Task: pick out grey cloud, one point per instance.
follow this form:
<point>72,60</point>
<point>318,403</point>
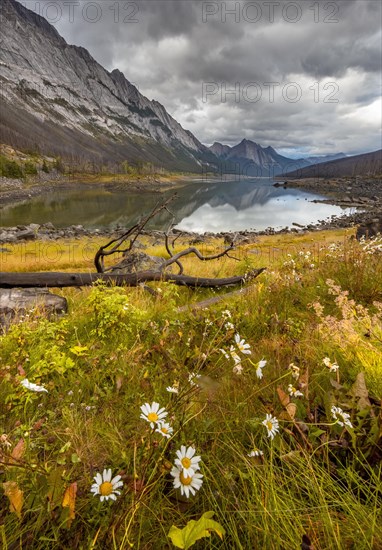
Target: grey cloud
<point>170,52</point>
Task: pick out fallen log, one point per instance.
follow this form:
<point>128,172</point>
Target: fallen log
<point>62,279</point>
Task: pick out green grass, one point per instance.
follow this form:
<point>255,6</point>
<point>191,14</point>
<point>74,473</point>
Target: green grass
<point>119,348</point>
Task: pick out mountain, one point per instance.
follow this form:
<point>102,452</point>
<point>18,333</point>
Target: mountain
<point>57,99</point>
<point>367,164</point>
<point>324,158</point>
<point>255,160</point>
<point>251,159</point>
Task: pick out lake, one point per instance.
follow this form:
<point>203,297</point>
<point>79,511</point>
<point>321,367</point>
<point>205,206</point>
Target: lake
<point>200,206</point>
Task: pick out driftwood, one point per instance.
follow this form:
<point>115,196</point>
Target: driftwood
<point>124,245</point>
<point>61,280</point>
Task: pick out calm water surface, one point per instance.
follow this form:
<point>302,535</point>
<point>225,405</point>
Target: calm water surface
<point>200,206</point>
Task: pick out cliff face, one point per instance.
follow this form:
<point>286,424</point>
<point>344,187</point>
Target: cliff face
<point>56,95</point>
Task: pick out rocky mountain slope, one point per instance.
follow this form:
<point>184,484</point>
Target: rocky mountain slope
<point>57,98</point>
<point>367,164</point>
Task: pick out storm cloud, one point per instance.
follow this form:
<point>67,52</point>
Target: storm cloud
<point>302,76</point>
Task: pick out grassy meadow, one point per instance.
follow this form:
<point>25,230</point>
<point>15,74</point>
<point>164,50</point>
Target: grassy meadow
<point>277,389</point>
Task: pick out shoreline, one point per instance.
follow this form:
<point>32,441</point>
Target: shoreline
<point>356,192</point>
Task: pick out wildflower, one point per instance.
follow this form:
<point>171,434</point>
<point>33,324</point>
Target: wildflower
<point>226,314</point>
<point>238,368</point>
<point>187,483</point>
<point>152,413</point>
<point>295,370</point>
<point>234,355</point>
<point>255,452</point>
<point>172,389</point>
<point>164,429</point>
<point>224,353</point>
<point>105,486</point>
<point>191,377</point>
<point>5,441</point>
<point>272,425</point>
<point>187,461</point>
<point>242,346</point>
<point>333,367</point>
<point>341,417</point>
<point>293,392</point>
<point>260,365</point>
<point>33,387</point>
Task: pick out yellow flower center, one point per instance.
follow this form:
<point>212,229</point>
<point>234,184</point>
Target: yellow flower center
<point>185,480</point>
<point>186,462</point>
<point>106,488</point>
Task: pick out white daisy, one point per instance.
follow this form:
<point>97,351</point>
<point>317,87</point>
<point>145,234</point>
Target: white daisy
<point>333,367</point>
<point>295,371</point>
<point>242,346</point>
<point>187,483</point>
<point>272,425</point>
<point>33,387</point>
<point>293,392</point>
<point>224,353</point>
<point>234,356</point>
<point>172,389</point>
<point>255,452</point>
<point>187,461</point>
<point>191,377</point>
<point>238,369</point>
<point>105,486</point>
<point>341,417</point>
<point>226,314</point>
<point>260,365</point>
<point>164,429</point>
<point>152,413</point>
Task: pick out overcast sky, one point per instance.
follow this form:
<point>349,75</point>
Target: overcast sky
<point>302,76</point>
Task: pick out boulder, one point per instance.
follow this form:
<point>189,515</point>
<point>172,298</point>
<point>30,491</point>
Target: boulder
<point>369,228</point>
<point>16,302</point>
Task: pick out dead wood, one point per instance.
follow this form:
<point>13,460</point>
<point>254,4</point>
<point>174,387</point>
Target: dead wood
<point>61,280</point>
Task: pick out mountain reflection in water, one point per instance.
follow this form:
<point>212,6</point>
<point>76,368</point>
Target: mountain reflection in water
<point>199,206</point>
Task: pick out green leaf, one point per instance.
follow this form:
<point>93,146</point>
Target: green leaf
<point>195,530</point>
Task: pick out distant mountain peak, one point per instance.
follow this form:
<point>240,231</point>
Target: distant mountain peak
<point>85,109</point>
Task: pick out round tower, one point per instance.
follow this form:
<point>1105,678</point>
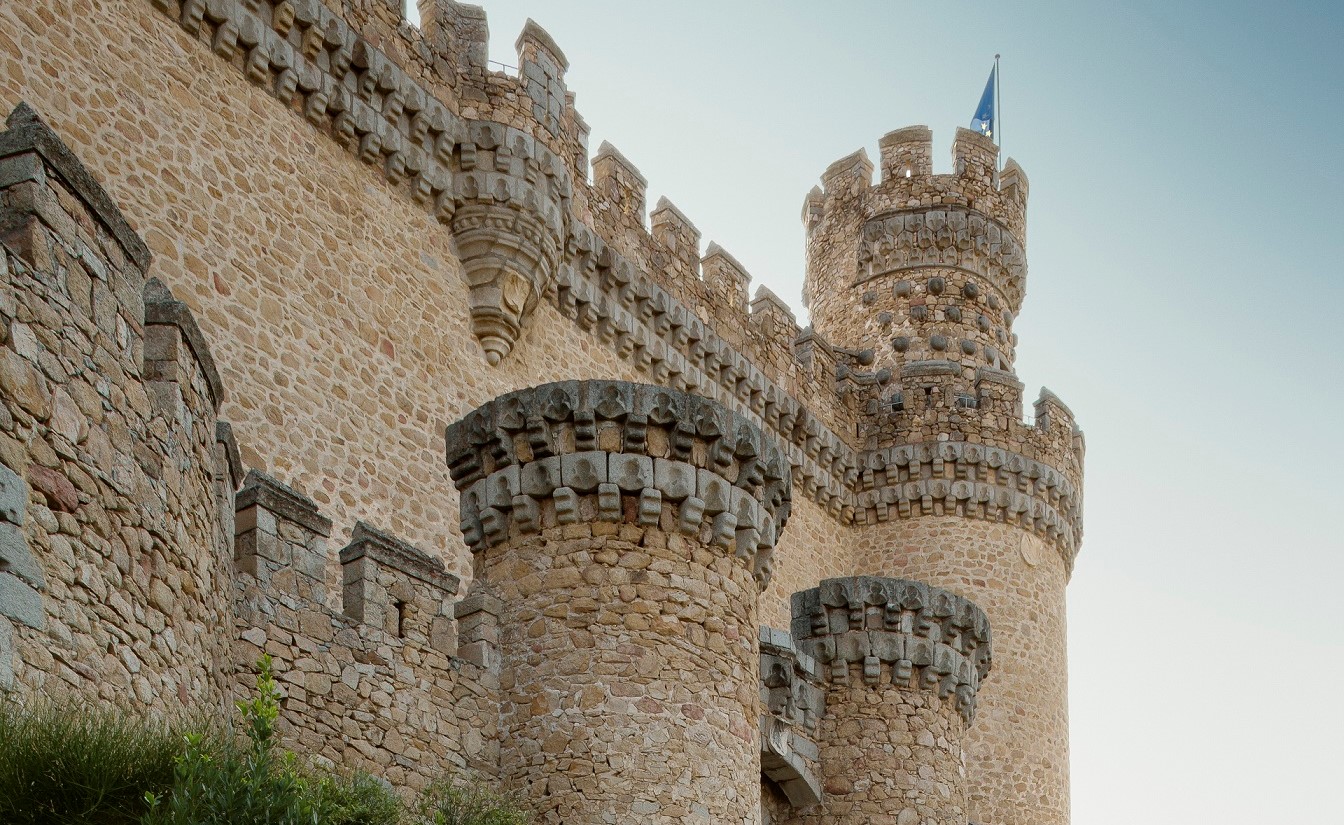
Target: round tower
<point>902,664</point>
<point>625,531</point>
<point>929,272</point>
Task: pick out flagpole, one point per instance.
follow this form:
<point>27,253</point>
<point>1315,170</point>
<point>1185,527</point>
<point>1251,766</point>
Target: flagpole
<point>999,118</point>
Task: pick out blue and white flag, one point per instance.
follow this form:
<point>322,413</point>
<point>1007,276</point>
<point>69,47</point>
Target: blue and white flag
<point>984,120</point>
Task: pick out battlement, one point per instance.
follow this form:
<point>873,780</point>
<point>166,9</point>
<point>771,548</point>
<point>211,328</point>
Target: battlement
<point>907,180</point>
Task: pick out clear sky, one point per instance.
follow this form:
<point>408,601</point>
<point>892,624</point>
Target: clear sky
<point>1186,246</point>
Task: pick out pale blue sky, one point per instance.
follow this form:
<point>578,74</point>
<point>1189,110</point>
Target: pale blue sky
<point>1186,246</point>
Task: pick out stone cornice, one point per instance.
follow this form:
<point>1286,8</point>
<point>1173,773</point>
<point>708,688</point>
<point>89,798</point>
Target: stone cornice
<point>390,551</point>
<point>547,454</point>
<point>270,495</point>
<point>929,638</point>
<point>944,237</point>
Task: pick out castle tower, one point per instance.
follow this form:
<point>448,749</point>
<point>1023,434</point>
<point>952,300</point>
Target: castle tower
<point>625,531</point>
<point>902,664</point>
<point>929,272</point>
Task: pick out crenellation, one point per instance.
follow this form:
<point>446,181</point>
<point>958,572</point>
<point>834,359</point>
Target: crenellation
<point>280,539</point>
<point>674,230</point>
<point>729,282</point>
<point>393,585</point>
<point>620,184</point>
<point>848,178</point>
<point>542,69</point>
<point>906,153</point>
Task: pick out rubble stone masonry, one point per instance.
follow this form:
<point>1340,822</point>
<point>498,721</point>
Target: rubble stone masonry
<point>261,255</point>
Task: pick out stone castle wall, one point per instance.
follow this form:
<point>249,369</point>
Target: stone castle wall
<point>378,234</point>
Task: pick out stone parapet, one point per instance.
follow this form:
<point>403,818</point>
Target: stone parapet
<point>622,532</point>
<point>907,633</point>
<point>280,538</point>
<point>391,585</point>
<point>616,452</point>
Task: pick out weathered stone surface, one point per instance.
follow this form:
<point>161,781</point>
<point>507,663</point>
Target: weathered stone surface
<point>14,496</point>
<point>20,602</point>
<point>61,495</point>
<point>452,214</point>
<point>16,559</point>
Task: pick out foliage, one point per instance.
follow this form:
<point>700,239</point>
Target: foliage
<point>460,804</point>
<point>66,763</point>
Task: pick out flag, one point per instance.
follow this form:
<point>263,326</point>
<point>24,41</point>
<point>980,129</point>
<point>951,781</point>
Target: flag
<point>984,120</point>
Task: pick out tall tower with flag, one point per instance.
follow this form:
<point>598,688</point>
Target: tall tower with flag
<point>921,276</point>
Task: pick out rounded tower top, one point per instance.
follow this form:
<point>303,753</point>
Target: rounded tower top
<point>919,266</point>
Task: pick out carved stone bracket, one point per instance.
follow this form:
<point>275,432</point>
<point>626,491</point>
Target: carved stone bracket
<point>511,200</point>
<point>792,704</point>
<point>926,637</point>
<point>624,453</point>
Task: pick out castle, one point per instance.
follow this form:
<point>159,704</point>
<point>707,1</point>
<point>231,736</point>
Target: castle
<point>309,316</point>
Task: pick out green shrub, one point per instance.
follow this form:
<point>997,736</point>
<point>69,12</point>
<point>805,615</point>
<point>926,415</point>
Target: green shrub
<point>231,784</point>
<point>360,800</point>
<point>460,804</point>
<point>66,763</point>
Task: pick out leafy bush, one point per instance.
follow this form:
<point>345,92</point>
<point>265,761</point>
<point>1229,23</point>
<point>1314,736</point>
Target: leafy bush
<point>360,800</point>
<point>65,763</point>
<point>458,804</point>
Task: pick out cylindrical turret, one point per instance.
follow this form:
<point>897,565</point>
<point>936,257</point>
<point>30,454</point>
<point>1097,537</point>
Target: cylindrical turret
<point>625,530</point>
<point>921,266</point>
<point>929,272</point>
<point>902,664</point>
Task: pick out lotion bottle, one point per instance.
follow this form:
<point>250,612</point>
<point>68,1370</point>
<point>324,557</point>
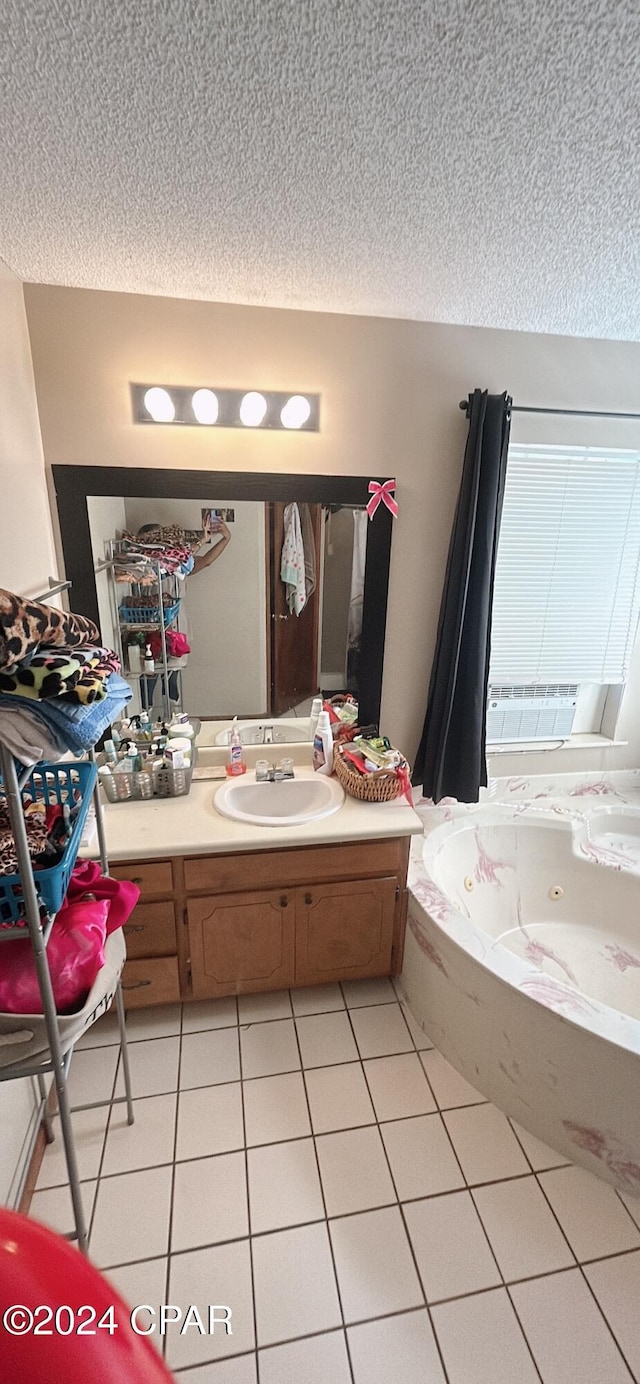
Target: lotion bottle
<point>236,763</point>
<point>323,745</point>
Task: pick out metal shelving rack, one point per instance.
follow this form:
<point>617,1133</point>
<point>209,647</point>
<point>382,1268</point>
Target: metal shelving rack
<point>162,669</point>
<point>38,930</point>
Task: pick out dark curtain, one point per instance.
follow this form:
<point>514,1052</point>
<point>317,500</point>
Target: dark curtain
<point>450,760</point>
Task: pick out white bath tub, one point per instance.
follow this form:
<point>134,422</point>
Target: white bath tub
<point>522,965</point>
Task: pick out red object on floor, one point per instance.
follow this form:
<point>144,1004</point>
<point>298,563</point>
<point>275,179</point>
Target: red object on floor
<point>39,1269</point>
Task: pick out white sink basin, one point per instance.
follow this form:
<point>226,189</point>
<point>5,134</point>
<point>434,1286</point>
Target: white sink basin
<point>302,799</point>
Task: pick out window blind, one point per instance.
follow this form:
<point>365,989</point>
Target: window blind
<point>567,590</point>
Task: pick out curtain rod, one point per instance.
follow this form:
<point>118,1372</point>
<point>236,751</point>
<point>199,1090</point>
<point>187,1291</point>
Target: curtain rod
<point>564,413</point>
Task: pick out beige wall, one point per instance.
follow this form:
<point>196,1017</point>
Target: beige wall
<point>27,558</point>
<point>389,392</point>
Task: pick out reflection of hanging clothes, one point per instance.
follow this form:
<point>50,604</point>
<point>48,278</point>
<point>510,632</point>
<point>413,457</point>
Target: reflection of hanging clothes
<point>356,599</point>
<point>298,559</point>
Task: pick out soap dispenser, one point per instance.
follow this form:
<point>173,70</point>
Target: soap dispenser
<point>323,745</point>
<point>236,763</point>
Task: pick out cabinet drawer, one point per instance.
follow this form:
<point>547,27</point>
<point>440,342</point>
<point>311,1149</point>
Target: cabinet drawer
<point>270,869</point>
<point>241,943</point>
<point>151,930</point>
<point>154,981</point>
<point>151,876</point>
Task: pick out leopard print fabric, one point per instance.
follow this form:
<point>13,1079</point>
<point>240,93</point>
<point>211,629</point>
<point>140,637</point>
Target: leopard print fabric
<point>25,624</point>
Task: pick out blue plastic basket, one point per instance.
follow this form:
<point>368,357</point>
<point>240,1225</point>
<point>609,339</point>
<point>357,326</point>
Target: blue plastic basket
<point>71,782</point>
<point>148,615</point>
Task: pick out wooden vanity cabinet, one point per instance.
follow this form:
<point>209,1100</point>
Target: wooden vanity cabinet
<point>265,921</point>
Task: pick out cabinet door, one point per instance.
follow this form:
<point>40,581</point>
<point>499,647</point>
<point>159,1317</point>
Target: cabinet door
<point>344,932</point>
<point>241,943</point>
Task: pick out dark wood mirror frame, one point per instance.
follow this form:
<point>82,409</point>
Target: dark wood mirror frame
<point>72,485</point>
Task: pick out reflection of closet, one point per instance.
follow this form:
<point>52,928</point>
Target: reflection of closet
<point>161,613</point>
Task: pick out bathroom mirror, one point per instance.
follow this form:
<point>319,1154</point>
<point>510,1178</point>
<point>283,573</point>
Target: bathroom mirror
<point>259,647</point>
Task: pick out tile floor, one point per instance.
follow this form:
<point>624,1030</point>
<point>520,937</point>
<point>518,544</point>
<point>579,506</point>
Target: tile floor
<point>313,1163</point>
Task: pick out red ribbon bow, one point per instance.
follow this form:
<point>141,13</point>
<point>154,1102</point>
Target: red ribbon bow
<point>381,493</point>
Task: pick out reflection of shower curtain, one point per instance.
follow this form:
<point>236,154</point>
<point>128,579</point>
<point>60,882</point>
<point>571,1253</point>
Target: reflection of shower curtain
<point>356,601</point>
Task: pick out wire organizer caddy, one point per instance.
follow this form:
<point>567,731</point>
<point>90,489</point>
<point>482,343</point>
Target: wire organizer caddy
<point>29,903</point>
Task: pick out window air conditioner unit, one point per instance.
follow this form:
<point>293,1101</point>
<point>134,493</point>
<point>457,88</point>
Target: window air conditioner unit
<point>531,710</point>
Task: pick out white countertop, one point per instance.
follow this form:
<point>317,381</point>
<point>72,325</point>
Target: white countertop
<point>191,826</point>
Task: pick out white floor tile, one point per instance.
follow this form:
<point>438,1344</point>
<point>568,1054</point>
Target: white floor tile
<point>450,1246</point>
<point>377,991</point>
<point>274,1107</point>
<point>421,1157</point>
<point>567,1333</point>
<point>154,1067</point>
<point>399,1087</point>
<point>219,1275</point>
<point>592,1215</point>
<point>324,1040</point>
<point>132,1217</point>
<point>209,1120</point>
<point>53,1207</point>
<point>419,1035</point>
<point>316,999</point>
<point>155,1022</point>
<point>632,1204</point>
<point>539,1154</point>
<point>269,1049</point>
<point>380,1031</point>
<point>284,1185</point>
<point>144,1143</point>
<point>92,1076</point>
<point>374,1265</point>
<point>89,1130</point>
<point>395,1348</point>
<point>485,1143</point>
<point>320,1359</point>
<point>209,1059</point>
<point>209,1013</point>
<point>103,1033</point>
<point>254,1009</point>
<point>143,1282</point>
<point>294,1285</point>
<point>449,1088</point>
<point>209,1202</point>
<point>338,1098</point>
<point>617,1286</point>
<point>524,1233</point>
<point>240,1370</point>
<point>353,1171</point>
<point>481,1341</point>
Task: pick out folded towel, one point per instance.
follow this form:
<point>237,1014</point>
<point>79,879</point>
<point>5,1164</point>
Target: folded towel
<point>74,727</point>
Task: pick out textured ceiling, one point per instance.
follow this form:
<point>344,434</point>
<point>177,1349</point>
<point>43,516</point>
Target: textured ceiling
<point>461,161</point>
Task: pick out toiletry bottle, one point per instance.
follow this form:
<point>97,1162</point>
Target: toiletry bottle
<point>236,763</point>
<point>323,745</point>
<point>313,716</point>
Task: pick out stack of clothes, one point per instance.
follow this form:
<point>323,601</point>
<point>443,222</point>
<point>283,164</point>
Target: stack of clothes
<point>60,689</point>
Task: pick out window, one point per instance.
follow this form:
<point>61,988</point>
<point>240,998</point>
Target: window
<point>567,591</point>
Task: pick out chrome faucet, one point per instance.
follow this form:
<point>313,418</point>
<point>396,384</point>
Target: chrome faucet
<point>273,772</point>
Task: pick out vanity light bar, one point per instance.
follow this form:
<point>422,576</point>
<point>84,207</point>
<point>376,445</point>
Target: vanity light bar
<point>198,407</point>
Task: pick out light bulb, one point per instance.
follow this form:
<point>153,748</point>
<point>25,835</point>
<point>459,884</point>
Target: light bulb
<point>295,411</point>
<point>160,404</point>
<point>252,408</point>
<point>205,406</point>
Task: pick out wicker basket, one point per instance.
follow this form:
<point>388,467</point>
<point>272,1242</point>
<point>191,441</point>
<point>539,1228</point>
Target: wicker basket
<point>378,786</point>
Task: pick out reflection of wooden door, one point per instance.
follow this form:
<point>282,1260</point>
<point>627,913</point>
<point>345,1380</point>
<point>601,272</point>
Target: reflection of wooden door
<point>294,637</point>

### Task details:
Scan the entries above for the line containing "<point>319,1154</point>", and copy it and all lines after it exactly, down to and including the line containing "<point>482,343</point>".

### Task answer:
<point>319,1154</point>
<point>510,1178</point>
<point>283,573</point>
Target: bathroom mirror
<point>259,647</point>
Task: pick out tile floor, one point per instance.
follow this form:
<point>624,1030</point>
<point>520,937</point>
<point>518,544</point>
<point>579,506</point>
Target: tile floor
<point>313,1163</point>
Task: pick out red ribbon bow, one point per instance.
follow this form:
<point>141,13</point>
<point>154,1102</point>
Target: red ribbon bow
<point>381,493</point>
Task: pick out reflection of shower curtain, one point per instance.
follow this form:
<point>236,154</point>
<point>128,579</point>
<point>60,882</point>
<point>571,1253</point>
Target: reflection of shower curtain
<point>356,601</point>
Task: pick out wire organizer caddy, one point per instance.
follow this form:
<point>567,731</point>
<point>90,489</point>
<point>482,343</point>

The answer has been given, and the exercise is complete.